Problem requirements → Please put the entries from the start through the line containing "174], [129, 168]]" into a Markdown table with the columns Row and Line, numbering each line and skipping blank ones. Leave the pictures out.

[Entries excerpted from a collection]

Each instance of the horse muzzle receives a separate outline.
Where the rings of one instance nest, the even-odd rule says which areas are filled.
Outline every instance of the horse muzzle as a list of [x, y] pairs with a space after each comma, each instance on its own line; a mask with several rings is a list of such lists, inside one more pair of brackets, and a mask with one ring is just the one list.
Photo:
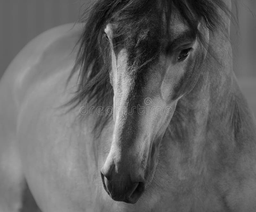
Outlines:
[[125, 169], [125, 167], [122, 170], [116, 168], [113, 164], [107, 167], [104, 165], [101, 170], [104, 188], [115, 201], [135, 203], [145, 190], [145, 180], [142, 175], [136, 174], [136, 171], [129, 174], [129, 168]]

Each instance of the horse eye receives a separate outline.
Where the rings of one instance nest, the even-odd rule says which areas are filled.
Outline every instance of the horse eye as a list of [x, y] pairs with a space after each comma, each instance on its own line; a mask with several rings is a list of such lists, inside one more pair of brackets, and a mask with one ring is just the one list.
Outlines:
[[178, 60], [182, 60], [185, 59], [189, 53], [191, 49], [191, 48], [189, 48], [189, 49], [183, 49], [181, 51], [179, 55]]
[[104, 34], [105, 34], [105, 36], [106, 37], [106, 39], [107, 39], [107, 40], [108, 41], [109, 40], [109, 39], [108, 39], [108, 35], [106, 33], [104, 33]]

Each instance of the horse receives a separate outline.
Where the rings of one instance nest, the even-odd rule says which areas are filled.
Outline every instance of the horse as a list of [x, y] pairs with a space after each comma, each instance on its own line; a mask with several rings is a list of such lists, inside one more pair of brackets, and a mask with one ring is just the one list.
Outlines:
[[231, 6], [98, 0], [30, 42], [0, 82], [0, 210], [255, 211]]

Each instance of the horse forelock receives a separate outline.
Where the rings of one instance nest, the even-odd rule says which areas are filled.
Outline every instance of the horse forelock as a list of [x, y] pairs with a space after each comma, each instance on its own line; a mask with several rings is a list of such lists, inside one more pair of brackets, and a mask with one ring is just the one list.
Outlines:
[[[82, 15], [86, 23], [77, 43], [79, 49], [76, 62], [69, 79], [79, 69], [79, 83], [76, 93], [67, 105], [71, 106], [73, 108], [86, 102], [101, 106], [104, 109], [113, 105], [113, 90], [109, 77], [111, 69], [110, 49], [103, 35], [108, 23], [116, 26], [114, 36], [128, 51], [130, 69], [141, 71], [146, 69], [157, 58], [161, 40], [164, 32], [169, 32], [171, 15], [174, 10], [200, 39], [194, 15], [202, 18], [210, 30], [224, 30], [224, 20], [218, 13], [219, 9], [231, 16], [231, 12], [222, 0], [95, 2]], [[145, 47], [148, 51], [142, 50], [143, 48], [140, 46]], [[95, 129], [100, 129], [100, 132], [111, 116], [99, 116]]]

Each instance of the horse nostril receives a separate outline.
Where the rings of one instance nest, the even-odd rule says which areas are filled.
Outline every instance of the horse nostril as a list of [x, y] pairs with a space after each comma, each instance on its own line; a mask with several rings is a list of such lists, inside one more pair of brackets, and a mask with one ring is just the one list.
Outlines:
[[[105, 178], [106, 178], [105, 176], [104, 176], [104, 175], [102, 174], [102, 172], [101, 171], [100, 172], [100, 175], [101, 176], [101, 180], [102, 180], [102, 183], [103, 184], [103, 187], [104, 187], [104, 189], [105, 189], [105, 190], [107, 192], [107, 193], [108, 193], [109, 194], [109, 192], [108, 191], [108, 188], [107, 187], [107, 186], [106, 186], [106, 184], [105, 183]], [[107, 180], [108, 179], [106, 178], [106, 179]]]

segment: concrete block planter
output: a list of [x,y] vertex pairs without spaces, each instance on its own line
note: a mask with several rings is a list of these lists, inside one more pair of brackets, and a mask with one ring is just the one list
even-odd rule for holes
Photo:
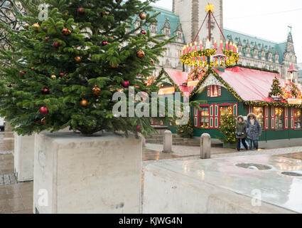
[[141,140],[41,133],[35,139],[34,213],[139,213]]

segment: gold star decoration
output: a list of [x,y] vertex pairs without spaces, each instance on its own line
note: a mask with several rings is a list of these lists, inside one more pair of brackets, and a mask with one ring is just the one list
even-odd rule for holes
[[212,13],[214,13],[214,9],[215,9],[215,8],[214,7],[214,5],[212,4],[211,4],[211,3],[208,3],[207,4],[207,6],[205,6],[205,11],[207,11],[207,13],[208,12],[208,11],[211,11]]

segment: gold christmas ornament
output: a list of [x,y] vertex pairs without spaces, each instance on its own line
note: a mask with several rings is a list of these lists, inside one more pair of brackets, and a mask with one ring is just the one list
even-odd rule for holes
[[34,27],[35,31],[38,31],[38,28],[40,28],[40,25],[38,23],[33,24],[33,27]]
[[75,56],[75,61],[77,63],[79,63],[82,62],[82,58],[80,56]]
[[99,93],[101,93],[101,89],[97,86],[95,86],[92,88],[92,92],[93,92],[93,94],[95,94],[95,95],[99,95]]
[[205,11],[207,13],[209,11],[211,11],[212,13],[214,13],[214,9],[215,8],[214,7],[214,5],[211,3],[207,4],[207,6],[205,6]]
[[144,52],[144,51],[139,51],[138,52],[136,52],[136,56],[139,58],[143,58],[144,57],[145,57],[145,53]]
[[83,99],[81,100],[80,104],[82,106],[86,107],[88,105],[88,101],[87,100]]
[[146,19],[146,14],[144,13],[141,12],[141,14],[139,14],[139,18],[141,20]]

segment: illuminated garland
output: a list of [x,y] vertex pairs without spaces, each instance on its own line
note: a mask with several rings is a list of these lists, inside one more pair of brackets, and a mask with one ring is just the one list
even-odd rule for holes
[[[225,66],[229,66],[235,64],[239,61],[239,54],[229,50],[223,50],[223,53],[227,57],[225,61]],[[180,57],[180,61],[188,66],[209,66],[207,60],[203,61],[203,57],[210,57],[215,54],[216,49],[203,49],[188,53]],[[200,60],[198,61],[198,57]],[[210,62],[210,67],[214,67],[214,62]],[[218,66],[216,62],[215,66]]]
[[273,70],[269,70],[266,68],[259,68],[259,67],[256,67],[256,66],[245,66],[245,65],[242,65],[242,64],[236,64],[234,66],[228,66],[226,67],[226,68],[232,68],[234,67],[241,67],[243,68],[247,68],[247,69],[251,69],[251,70],[257,70],[257,71],[265,71],[265,72],[269,72],[269,73],[278,73],[280,74],[280,73],[278,71],[273,71]]
[[247,105],[252,106],[258,106],[258,107],[264,107],[264,106],[274,106],[274,107],[292,107],[297,108],[302,108],[302,105],[291,105],[287,103],[283,102],[266,102],[266,101],[245,101],[244,104]]
[[299,95],[299,90],[298,89],[298,88],[296,86],[296,85],[293,84],[291,86],[291,95],[295,97],[296,98],[298,97],[298,95]]
[[198,91],[200,87],[201,86],[201,85],[203,85],[203,83],[204,83],[204,81],[205,81],[205,79],[207,79],[207,78],[212,73],[214,75],[214,76],[220,82],[223,84],[223,86],[225,86],[225,87],[227,88],[227,90],[231,93],[235,98],[236,99],[237,99],[239,101],[242,102],[243,99],[239,95],[239,94],[234,90],[234,89],[230,86],[230,85],[225,82],[222,78],[221,78],[220,76],[220,75],[215,71],[214,71],[212,68],[210,68],[205,74],[205,76],[203,77],[203,78],[199,81],[198,84],[196,86],[196,87],[193,89],[193,90],[192,91],[191,94],[190,95],[190,98],[192,98],[194,95],[196,95],[197,92]]
[[207,70],[204,67],[197,67],[191,71],[188,76],[188,79],[200,80],[205,75]]
[[[221,78],[219,76],[219,74],[212,68],[210,68],[209,70],[207,70],[207,71],[205,73],[202,79],[198,82],[198,84],[195,86],[195,88],[193,89],[192,93],[190,94],[190,100],[191,100],[196,95],[200,86],[203,85],[203,83],[205,82],[205,81],[207,78],[207,77],[211,73],[212,73],[213,76],[220,83],[222,83],[225,86],[227,90],[230,93],[231,93],[236,99],[237,99],[239,102],[243,102],[247,105],[258,106],[258,107],[264,107],[264,106],[286,107],[286,108],[292,107],[292,108],[302,108],[302,105],[288,104],[287,103],[284,103],[284,102],[244,101],[239,95],[239,94],[235,90],[234,90],[234,89],[231,86],[230,86],[230,85],[227,82],[225,82],[222,79],[222,78]],[[167,77],[167,78],[169,80],[171,84],[175,87],[176,90],[180,93],[181,95],[183,97],[184,95],[183,91],[181,91],[178,86],[174,83],[174,81],[171,78],[170,76],[166,72],[166,71],[163,68],[162,68],[162,70],[161,71],[158,79],[159,79],[163,75],[165,75]]]

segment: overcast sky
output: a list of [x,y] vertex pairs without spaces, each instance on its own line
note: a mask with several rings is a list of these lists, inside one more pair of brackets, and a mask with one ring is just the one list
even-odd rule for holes
[[[156,5],[172,10],[172,0]],[[274,42],[286,41],[291,26],[298,63],[302,63],[301,0],[223,0],[223,9],[225,28]]]

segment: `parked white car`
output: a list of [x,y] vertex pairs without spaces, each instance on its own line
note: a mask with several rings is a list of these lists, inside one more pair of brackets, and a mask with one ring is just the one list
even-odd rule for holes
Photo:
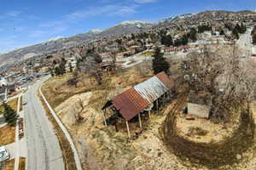
[[4,146],[0,146],[0,162],[9,159],[9,154]]

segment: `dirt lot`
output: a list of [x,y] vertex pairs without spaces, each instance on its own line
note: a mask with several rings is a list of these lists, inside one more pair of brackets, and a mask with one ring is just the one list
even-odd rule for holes
[[[178,74],[178,62],[177,60],[172,63],[174,74]],[[162,125],[167,114],[181,103],[178,99],[160,112],[152,113],[150,120],[144,115],[142,133],[137,122],[130,122],[132,140],[128,140],[124,120],[119,121],[118,132],[114,126],[104,127],[101,107],[107,99],[152,76],[150,72],[140,74],[141,71],[135,67],[109,75],[102,86],[90,84],[86,76],[80,77],[77,88],[67,86],[66,82],[71,76],[52,78],[44,84],[43,93],[73,136],[84,169],[209,169],[191,163],[189,159],[180,159],[163,141]],[[209,122],[200,120],[197,123]],[[240,163],[221,169],[236,169],[236,166],[237,169],[253,169],[255,161],[250,155],[253,150],[252,147],[245,154],[237,156],[242,160],[251,160],[251,166],[247,167],[250,168]]]
[[[9,102],[7,102],[7,104],[15,111],[17,111],[17,104],[18,104],[18,98],[15,98],[15,99],[12,99]],[[4,111],[3,106],[0,105],[0,115],[3,114]]]
[[14,143],[15,140],[15,127],[6,125],[0,128],[0,145]]

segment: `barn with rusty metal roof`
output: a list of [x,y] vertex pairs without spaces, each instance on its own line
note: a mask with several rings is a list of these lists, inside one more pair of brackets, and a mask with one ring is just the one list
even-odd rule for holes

Problem solution →
| Row | Line |
|---|---|
| 1 | Each instance of the horse muzzle receives a separate outline. |
| 2 | Where the rings of one instance nest, the even-odd rule says which areas are filled. |
| 3 | Outline every instance of the horse muzzle as a list of [x, y] pairs with a space after each comma, each instance on its own line; a mask with several rings is a list of such lists, inside one more pair of brackets, and a mask with one ring is just the one list. |
| 4 | Photo: |
| 5 | Outlines: |
| 6 | [[125, 169], [125, 167], [122, 170], [116, 168], [113, 164], [107, 167], [104, 165], [101, 170], [104, 188], [115, 201], [135, 203], [145, 190], [145, 180], [142, 175], [136, 174], [136, 171], [129, 174], [129, 168]] |